# Problem to work on
From the first line to the last, write out the records below exactly as they appear.

(Referring expression data)
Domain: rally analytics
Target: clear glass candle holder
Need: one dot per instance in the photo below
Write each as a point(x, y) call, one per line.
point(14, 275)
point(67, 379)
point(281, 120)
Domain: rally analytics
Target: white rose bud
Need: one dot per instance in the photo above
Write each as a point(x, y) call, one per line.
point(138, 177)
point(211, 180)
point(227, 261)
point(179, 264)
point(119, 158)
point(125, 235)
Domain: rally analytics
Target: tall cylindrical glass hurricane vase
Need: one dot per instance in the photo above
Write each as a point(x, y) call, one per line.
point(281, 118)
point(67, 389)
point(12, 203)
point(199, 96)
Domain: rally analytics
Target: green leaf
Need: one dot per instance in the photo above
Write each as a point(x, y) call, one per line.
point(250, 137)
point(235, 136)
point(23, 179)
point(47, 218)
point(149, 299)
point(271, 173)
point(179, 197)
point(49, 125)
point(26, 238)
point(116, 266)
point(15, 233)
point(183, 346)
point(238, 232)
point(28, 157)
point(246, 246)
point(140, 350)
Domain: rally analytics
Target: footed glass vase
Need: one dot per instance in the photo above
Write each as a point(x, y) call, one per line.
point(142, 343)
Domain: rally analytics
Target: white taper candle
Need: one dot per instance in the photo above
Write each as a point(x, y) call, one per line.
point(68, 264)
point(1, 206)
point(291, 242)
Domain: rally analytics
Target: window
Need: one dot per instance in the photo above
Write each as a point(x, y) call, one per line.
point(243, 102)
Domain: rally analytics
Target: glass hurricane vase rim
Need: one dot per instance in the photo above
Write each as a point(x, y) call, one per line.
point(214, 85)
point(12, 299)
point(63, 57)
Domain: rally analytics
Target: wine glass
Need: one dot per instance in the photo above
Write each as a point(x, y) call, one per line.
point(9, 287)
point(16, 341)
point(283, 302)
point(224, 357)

# Result
Domain: rally analytics
Target: clear glass candle holder
Need: one dot per instance in the photo below
Write each as a point(x, y) call, one per line.
point(14, 275)
point(67, 379)
point(281, 120)
Domain: rally analytics
Target: white rose bud
Need: one dot per instance in the photo above
Write each as a point(x, y) call, one per line.
point(138, 177)
point(211, 180)
point(227, 261)
point(179, 264)
point(119, 158)
point(125, 235)
Domain: rally analytics
Target: tall cylindrical glass hurricane vase
Need: one dot per instance in the photo above
Write each as a point(x, y) call, one per line.
point(281, 118)
point(67, 389)
point(12, 203)
point(199, 96)
Domain: rally analytics
Target: green leaf
Need: one dot per instance in the photo above
Write each as a point(x, y) call, one per line.
point(250, 137)
point(235, 136)
point(23, 179)
point(47, 218)
point(149, 299)
point(271, 173)
point(179, 197)
point(49, 125)
point(26, 238)
point(116, 266)
point(15, 233)
point(183, 346)
point(238, 232)
point(28, 157)
point(246, 246)
point(140, 350)
Domain: rally analytics
Target: footed glass vase
Need: one dot per instance in the photo above
Write each as a point(x, y) call, one per line.
point(142, 343)
Domain: rally analytics
Target: white taper candle
Need: one dot per instance in the photo above
Write each as a point(x, y) call, one per line.
point(68, 264)
point(1, 206)
point(291, 242)
Domain: rally analytics
Target: window
Need: one dot per instance in the photo above
Write each as a point(x, y) call, one per line.
point(243, 102)
Domain: rally analytics
Target: glass hurricane vase rim
Need: one dot per instance in the photo above
Write each as a point(x, y) call, one per line.
point(214, 85)
point(12, 299)
point(63, 57)
Domain: rally analytics
Target: wine glass
Need: one dot per instance in the photo above
Write each as a point(x, y) call, one per line.
point(9, 287)
point(16, 341)
point(283, 302)
point(224, 357)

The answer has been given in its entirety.